TASK TO COMPLETE >> Go through the data below and copy it exactly, skipping every picture.

───

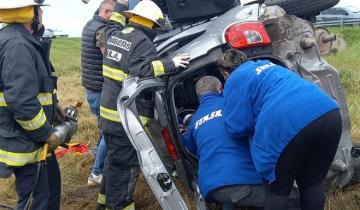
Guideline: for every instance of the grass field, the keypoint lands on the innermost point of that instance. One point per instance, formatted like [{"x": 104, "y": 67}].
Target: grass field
[{"x": 75, "y": 168}]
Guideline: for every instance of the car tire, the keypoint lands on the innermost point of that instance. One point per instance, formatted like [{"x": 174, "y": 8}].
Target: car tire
[
  {"x": 303, "y": 8},
  {"x": 355, "y": 153}
]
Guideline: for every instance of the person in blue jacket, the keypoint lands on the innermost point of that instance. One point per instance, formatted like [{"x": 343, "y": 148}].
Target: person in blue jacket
[
  {"x": 226, "y": 171},
  {"x": 293, "y": 126}
]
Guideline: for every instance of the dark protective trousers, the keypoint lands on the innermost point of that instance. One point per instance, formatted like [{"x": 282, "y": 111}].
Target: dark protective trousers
[
  {"x": 306, "y": 159},
  {"x": 47, "y": 194},
  {"x": 121, "y": 171},
  {"x": 250, "y": 196}
]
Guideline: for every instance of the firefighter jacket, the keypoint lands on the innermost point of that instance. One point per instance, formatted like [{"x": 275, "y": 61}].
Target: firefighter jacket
[
  {"x": 27, "y": 96},
  {"x": 129, "y": 51}
]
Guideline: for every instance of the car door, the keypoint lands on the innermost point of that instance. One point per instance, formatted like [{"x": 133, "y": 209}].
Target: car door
[{"x": 150, "y": 162}]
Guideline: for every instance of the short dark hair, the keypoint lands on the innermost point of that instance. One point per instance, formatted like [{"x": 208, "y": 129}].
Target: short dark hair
[
  {"x": 230, "y": 60},
  {"x": 207, "y": 84}
]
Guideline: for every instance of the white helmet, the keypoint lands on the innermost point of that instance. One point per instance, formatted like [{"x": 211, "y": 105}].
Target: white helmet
[
  {"x": 149, "y": 10},
  {"x": 13, "y": 4}
]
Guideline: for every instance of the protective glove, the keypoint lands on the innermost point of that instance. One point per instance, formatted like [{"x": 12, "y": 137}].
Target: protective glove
[
  {"x": 181, "y": 60},
  {"x": 59, "y": 114},
  {"x": 124, "y": 2},
  {"x": 53, "y": 141}
]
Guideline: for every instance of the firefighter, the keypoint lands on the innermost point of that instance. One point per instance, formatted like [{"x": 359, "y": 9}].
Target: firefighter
[
  {"x": 129, "y": 51},
  {"x": 27, "y": 104},
  {"x": 294, "y": 127}
]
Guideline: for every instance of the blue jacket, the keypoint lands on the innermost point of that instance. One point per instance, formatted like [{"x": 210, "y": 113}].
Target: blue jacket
[
  {"x": 222, "y": 160},
  {"x": 270, "y": 105}
]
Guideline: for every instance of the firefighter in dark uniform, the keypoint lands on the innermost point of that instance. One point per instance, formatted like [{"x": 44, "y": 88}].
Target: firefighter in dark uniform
[
  {"x": 129, "y": 52},
  {"x": 27, "y": 104}
]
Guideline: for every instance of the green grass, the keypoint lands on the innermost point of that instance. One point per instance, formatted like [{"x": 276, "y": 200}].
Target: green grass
[
  {"x": 66, "y": 56},
  {"x": 348, "y": 64}
]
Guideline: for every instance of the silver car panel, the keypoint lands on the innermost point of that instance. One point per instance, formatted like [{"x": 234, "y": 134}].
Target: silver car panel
[{"x": 150, "y": 162}]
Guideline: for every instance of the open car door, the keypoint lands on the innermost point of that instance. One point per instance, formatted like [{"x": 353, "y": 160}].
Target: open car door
[{"x": 150, "y": 162}]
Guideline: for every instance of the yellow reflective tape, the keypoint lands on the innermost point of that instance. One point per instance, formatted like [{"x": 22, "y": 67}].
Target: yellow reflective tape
[
  {"x": 113, "y": 73},
  {"x": 20, "y": 159},
  {"x": 2, "y": 100},
  {"x": 109, "y": 114},
  {"x": 158, "y": 68},
  {"x": 117, "y": 17},
  {"x": 101, "y": 199},
  {"x": 35, "y": 123},
  {"x": 127, "y": 30},
  {"x": 45, "y": 98},
  {"x": 131, "y": 206}
]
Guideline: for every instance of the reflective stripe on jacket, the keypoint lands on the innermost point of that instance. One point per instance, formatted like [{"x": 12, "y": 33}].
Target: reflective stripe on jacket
[
  {"x": 27, "y": 96},
  {"x": 129, "y": 52}
]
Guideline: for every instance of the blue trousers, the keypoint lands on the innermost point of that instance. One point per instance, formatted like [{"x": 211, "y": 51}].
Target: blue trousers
[
  {"x": 93, "y": 99},
  {"x": 47, "y": 194}
]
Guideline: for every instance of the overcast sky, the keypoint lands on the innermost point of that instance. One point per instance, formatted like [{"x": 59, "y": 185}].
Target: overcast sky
[{"x": 71, "y": 15}]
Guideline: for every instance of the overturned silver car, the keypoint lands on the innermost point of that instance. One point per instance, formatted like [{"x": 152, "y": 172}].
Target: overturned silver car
[{"x": 261, "y": 31}]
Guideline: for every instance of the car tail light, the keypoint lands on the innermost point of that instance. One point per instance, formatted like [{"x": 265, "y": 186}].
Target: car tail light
[
  {"x": 169, "y": 143},
  {"x": 249, "y": 34}
]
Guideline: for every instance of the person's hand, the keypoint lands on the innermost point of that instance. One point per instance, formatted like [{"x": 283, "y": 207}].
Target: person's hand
[
  {"x": 53, "y": 141},
  {"x": 181, "y": 60},
  {"x": 59, "y": 114}
]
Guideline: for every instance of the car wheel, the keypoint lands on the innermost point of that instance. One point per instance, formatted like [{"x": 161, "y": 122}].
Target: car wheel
[{"x": 303, "y": 8}]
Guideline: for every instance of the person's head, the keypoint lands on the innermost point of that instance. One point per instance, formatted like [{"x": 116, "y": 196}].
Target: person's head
[
  {"x": 146, "y": 13},
  {"x": 208, "y": 84},
  {"x": 229, "y": 61},
  {"x": 26, "y": 12},
  {"x": 105, "y": 9}
]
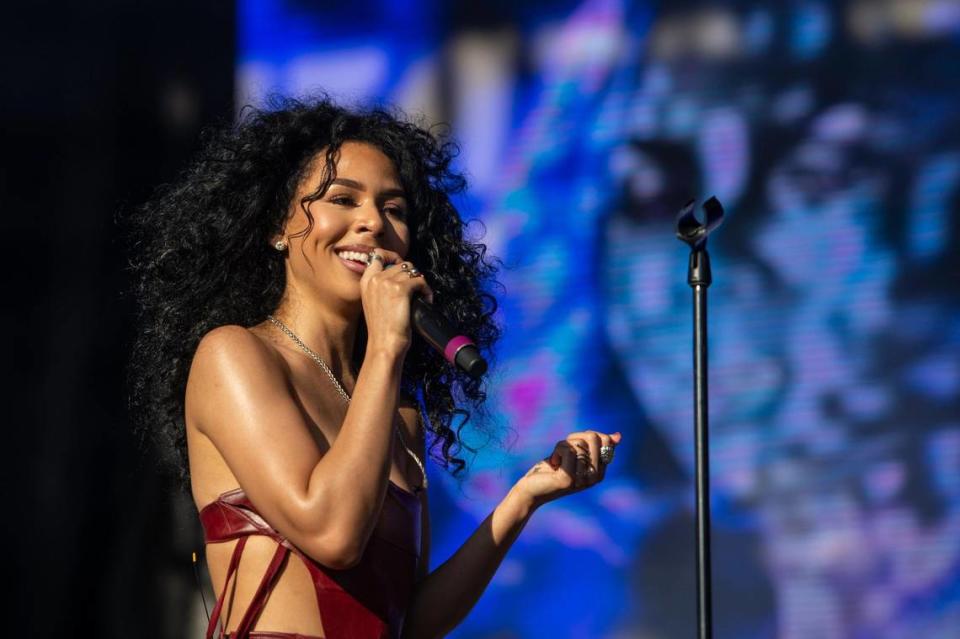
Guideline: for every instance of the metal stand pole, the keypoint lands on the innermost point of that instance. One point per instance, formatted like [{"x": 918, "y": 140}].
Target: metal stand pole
[{"x": 694, "y": 232}]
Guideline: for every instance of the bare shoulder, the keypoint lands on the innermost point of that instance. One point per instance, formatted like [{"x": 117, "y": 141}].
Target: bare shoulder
[{"x": 234, "y": 360}]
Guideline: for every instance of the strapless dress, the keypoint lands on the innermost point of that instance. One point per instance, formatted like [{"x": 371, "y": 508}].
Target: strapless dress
[{"x": 368, "y": 601}]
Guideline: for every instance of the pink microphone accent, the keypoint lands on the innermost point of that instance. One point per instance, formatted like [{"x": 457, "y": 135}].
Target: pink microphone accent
[{"x": 454, "y": 345}]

───

WRITTEN ANSWER >>
Guideline: for every instance of the grass field, the keypoint lands on the innermost point of that instance. One point per instance, formatted like [{"x": 104, "y": 67}].
Target: grass field
[{"x": 75, "y": 168}]
Guideline: for every instance of the car tire, the keypoint lands on the innermost point of that instance. One point per instance, formatted like [{"x": 174, "y": 8}].
Target: car tire
[
  {"x": 303, "y": 8},
  {"x": 355, "y": 153}
]
Guideline: for every instance of the person in blue jacket, the keypoint lands on the innermost point of that instance. One point per instance, formatted like [{"x": 343, "y": 148}].
Target: person in blue jacket
[
  {"x": 226, "y": 171},
  {"x": 293, "y": 126}
]
Guideline: for every instance of the dark protective trousers, the keypoint lands on the innermost point of that instance. One point per instance, formatted like [{"x": 282, "y": 111}].
Target: dark protective trousers
[
  {"x": 306, "y": 159},
  {"x": 47, "y": 194},
  {"x": 121, "y": 171},
  {"x": 250, "y": 196}
]
Guideline: for every instance of the firefighter jacket, the keypoint lands on the innermost point of that instance. One point per instance, formatted like [{"x": 275, "y": 61}].
Target: firefighter jacket
[
  {"x": 27, "y": 96},
  {"x": 129, "y": 51}
]
Guideline: for every instance of the car door, the keypoint lands on the innermost point of that instance. One point per instance, formatted like [{"x": 133, "y": 209}].
Target: car door
[{"x": 150, "y": 162}]
Guideline: for every instance of the short dark hair, the keypoint lands on the innermost point of that instance. One point per instance, formatted like [{"x": 208, "y": 129}].
Target: short dark hair
[
  {"x": 230, "y": 60},
  {"x": 207, "y": 84}
]
Guideline: for every instance of the white helmet, the keypoint lands on the innermost point of that instance. One point per instance, formatted like [{"x": 211, "y": 105}].
Target: white helmet
[
  {"x": 149, "y": 10},
  {"x": 13, "y": 4}
]
Guideline: for every instance of the protective glove, the keypoint lands on the innermost point of that instance. One point per instance, formatted like [{"x": 12, "y": 137}].
Target: protective glove
[
  {"x": 181, "y": 60},
  {"x": 59, "y": 114},
  {"x": 124, "y": 2},
  {"x": 53, "y": 141}
]
Guideline: for every instance of the firefighter, the keypoint lands on the innermost point of that instance. One point per instance, formatted like [{"x": 359, "y": 9}].
Target: firefighter
[
  {"x": 129, "y": 51},
  {"x": 27, "y": 104},
  {"x": 294, "y": 127}
]
Guideline: for every instance of the blue jacket, the keypoint lands on the innermost point of that instance. One point per instance, formatted like [{"x": 210, "y": 113}].
Target: blue jacket
[
  {"x": 222, "y": 160},
  {"x": 270, "y": 105}
]
Guideline: for every instance of the firefighter in dark uniform, the keypoint lands on the innermost point of that instance. One point per instance, formatted like [{"x": 44, "y": 88}].
Target: firefighter in dark uniform
[
  {"x": 129, "y": 52},
  {"x": 27, "y": 104}
]
Guideline: for every instance of the green grass, the keypoint lands on the innermost point of that instance. One point per instance, formatted like [{"x": 276, "y": 200}].
Target: green grass
[
  {"x": 66, "y": 56},
  {"x": 348, "y": 64}
]
Guideline: for every instance of the silver car panel, the keypoint lands on the innermost point of that instance. One point per instance, formatted like [{"x": 234, "y": 134}].
Target: silver car panel
[{"x": 150, "y": 162}]
Guideline: for every instance of the open car door, the keypoint lands on the innermost point of that instance. One point per instance, formatted like [{"x": 353, "y": 160}].
Target: open car door
[{"x": 150, "y": 162}]
Guideline: for every instance of the yellow reflective tape, the keypoint lands on the innermost point of that instance. One point per instance, formatted like [{"x": 22, "y": 67}].
Target: yellow reflective tape
[
  {"x": 113, "y": 73},
  {"x": 20, "y": 159},
  {"x": 2, "y": 100},
  {"x": 109, "y": 114},
  {"x": 158, "y": 68},
  {"x": 117, "y": 17},
  {"x": 101, "y": 199},
  {"x": 35, "y": 123},
  {"x": 127, "y": 30},
  {"x": 45, "y": 98},
  {"x": 131, "y": 206}
]
Guideline: for every instance of the reflective stripe on jacket, the keypoint lands on the innermost point of that instance. One point per instance, formatted like [{"x": 12, "y": 33}].
Target: reflective stripe on jacket
[
  {"x": 27, "y": 96},
  {"x": 129, "y": 52}
]
Guideline: for every instance of the blue trousers, the keypoint lands on the innermost point of that instance. One point per instance, formatted like [{"x": 211, "y": 51}].
Target: blue trousers
[
  {"x": 93, "y": 99},
  {"x": 47, "y": 194}
]
Guideline: for every instance of the overcast sky, the keypoint lands on the innermost point of that instance. One point per instance, formatted like [{"x": 59, "y": 185}].
Target: overcast sky
[{"x": 71, "y": 15}]
Guideline: for every instance of the overturned silver car, the keypoint lands on the innermost point of that instance. One point per instance, formatted like [{"x": 152, "y": 172}].
Target: overturned silver car
[{"x": 261, "y": 31}]
Guideline: for every instance of the car tail light, the keypoint lands on the innermost point of that instance. One point per instance, formatted like [{"x": 265, "y": 186}].
Target: car tail light
[
  {"x": 169, "y": 143},
  {"x": 249, "y": 34}
]
Guideline: for every instance of the person's hand, the keypoint lands on the innermost point of that instance. One point per instance, formatted like [{"x": 283, "y": 207}].
Target: person's hand
[
  {"x": 53, "y": 141},
  {"x": 181, "y": 60},
  {"x": 59, "y": 114}
]
Guideline: for every instance of the car wheel, the keypoint lands on the innermost point of that instance. One point per instance, formatted like [{"x": 161, "y": 122}].
Target: car wheel
[{"x": 303, "y": 8}]
Guideline: for every instance of the person's head, the keypoint lands on the innermost point of that instance. One point per instance, formatted like [{"x": 116, "y": 196}].
Target: person's head
[
  {"x": 146, "y": 13},
  {"x": 208, "y": 84},
  {"x": 229, "y": 61},
  {"x": 26, "y": 12},
  {"x": 105, "y": 9}
]
Guideline: for every instance of the metal stand pole, the keypoint lands on the innermost point of that instance. One point per instance, formatted like [{"x": 918, "y": 140}].
Target: metal stand pole
[{"x": 694, "y": 232}]
Guideline: for every instance of the bare shoulder, the keypoint lands on the innermost point of that instance. One point per instance, formatted like [{"x": 117, "y": 141}].
Target: bare shoulder
[{"x": 234, "y": 360}]
Guideline: for every instance of the strapless dress, the keypoint lands on the innermost point of that instance. One point per instance, formatted like [{"x": 371, "y": 508}].
Target: strapless dress
[{"x": 368, "y": 601}]
Guideline: for every instance of the pink microphone accent, the keypoint lands on the innermost point of that instance. One point per instance, formatted like [{"x": 457, "y": 135}].
Target: pink microphone accent
[{"x": 454, "y": 345}]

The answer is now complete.